§ What to produce
Pick out each line of the material below that contains the word "woman" and copy those lines in full.
★ ★ ★ ★
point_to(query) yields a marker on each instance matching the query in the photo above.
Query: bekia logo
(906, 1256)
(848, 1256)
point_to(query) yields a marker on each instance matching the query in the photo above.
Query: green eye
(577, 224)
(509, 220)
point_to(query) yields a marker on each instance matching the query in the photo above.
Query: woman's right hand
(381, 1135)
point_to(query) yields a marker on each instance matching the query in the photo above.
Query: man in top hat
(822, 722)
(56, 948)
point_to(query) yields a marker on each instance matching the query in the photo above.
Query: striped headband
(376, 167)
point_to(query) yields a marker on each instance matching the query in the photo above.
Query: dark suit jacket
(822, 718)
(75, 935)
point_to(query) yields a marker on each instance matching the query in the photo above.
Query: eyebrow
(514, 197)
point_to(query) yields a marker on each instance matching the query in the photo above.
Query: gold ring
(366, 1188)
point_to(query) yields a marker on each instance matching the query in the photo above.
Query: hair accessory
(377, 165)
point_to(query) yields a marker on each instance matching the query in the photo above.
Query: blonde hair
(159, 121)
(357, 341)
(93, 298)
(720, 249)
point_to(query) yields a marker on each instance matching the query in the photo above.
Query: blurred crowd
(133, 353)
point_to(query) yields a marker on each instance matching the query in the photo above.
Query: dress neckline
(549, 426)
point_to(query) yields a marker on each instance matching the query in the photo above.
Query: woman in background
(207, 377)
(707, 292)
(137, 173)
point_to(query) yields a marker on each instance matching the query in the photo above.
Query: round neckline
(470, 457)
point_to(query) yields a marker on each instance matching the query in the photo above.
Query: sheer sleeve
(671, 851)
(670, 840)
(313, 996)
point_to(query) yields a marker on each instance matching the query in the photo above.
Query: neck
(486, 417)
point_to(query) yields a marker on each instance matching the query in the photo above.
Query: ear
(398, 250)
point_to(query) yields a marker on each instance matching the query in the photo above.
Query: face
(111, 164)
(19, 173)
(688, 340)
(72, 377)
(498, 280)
★ ★ ★ ★
§ Correct result
Query: woman's right hand
Query: woman in background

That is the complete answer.